BRIEF:
How many lines of the records below contain the string "crowd", with case taken into account? Reply with the number only.

● ● ●

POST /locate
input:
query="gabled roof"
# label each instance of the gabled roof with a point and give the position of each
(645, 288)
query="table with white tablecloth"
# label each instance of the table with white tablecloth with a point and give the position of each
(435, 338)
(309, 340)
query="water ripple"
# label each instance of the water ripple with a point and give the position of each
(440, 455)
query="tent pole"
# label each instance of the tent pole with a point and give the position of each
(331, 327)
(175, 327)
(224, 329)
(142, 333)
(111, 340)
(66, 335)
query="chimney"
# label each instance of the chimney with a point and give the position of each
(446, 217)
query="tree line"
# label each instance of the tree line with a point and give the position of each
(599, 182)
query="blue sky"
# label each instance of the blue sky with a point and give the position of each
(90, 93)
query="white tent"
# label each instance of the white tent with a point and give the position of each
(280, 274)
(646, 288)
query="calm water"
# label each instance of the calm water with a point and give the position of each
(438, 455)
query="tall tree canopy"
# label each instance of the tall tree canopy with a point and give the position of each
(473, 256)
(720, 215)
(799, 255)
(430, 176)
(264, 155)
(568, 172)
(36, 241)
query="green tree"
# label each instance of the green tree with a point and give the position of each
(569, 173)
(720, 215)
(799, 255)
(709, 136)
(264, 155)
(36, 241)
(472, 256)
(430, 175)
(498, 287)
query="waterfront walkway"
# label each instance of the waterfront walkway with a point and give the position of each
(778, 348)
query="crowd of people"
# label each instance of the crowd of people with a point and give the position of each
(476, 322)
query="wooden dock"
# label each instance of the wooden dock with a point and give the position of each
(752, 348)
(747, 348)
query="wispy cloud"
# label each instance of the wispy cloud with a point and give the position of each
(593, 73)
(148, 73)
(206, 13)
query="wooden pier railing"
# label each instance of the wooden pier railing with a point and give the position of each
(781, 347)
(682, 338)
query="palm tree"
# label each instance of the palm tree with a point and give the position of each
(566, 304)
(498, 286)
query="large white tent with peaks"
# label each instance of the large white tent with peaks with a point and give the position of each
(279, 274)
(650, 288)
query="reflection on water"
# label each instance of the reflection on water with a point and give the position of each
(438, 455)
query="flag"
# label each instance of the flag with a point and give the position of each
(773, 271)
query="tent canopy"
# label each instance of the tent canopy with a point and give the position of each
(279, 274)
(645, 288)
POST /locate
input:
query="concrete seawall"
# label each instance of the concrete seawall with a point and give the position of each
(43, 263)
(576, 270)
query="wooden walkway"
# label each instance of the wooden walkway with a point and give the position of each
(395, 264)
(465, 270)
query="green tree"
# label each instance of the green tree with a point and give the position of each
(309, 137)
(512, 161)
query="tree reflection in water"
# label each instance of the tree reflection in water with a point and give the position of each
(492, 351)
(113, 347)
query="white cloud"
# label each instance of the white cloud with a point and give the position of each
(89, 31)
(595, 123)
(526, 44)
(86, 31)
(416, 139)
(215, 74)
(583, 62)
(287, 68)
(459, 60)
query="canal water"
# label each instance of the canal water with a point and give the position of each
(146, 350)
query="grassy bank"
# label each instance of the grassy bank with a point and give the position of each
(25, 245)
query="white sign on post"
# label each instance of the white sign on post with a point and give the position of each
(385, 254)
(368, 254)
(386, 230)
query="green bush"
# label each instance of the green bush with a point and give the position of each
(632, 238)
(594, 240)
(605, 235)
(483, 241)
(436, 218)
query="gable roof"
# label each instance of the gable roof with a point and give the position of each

● ● ●

COMPLETE RESPONSE:
2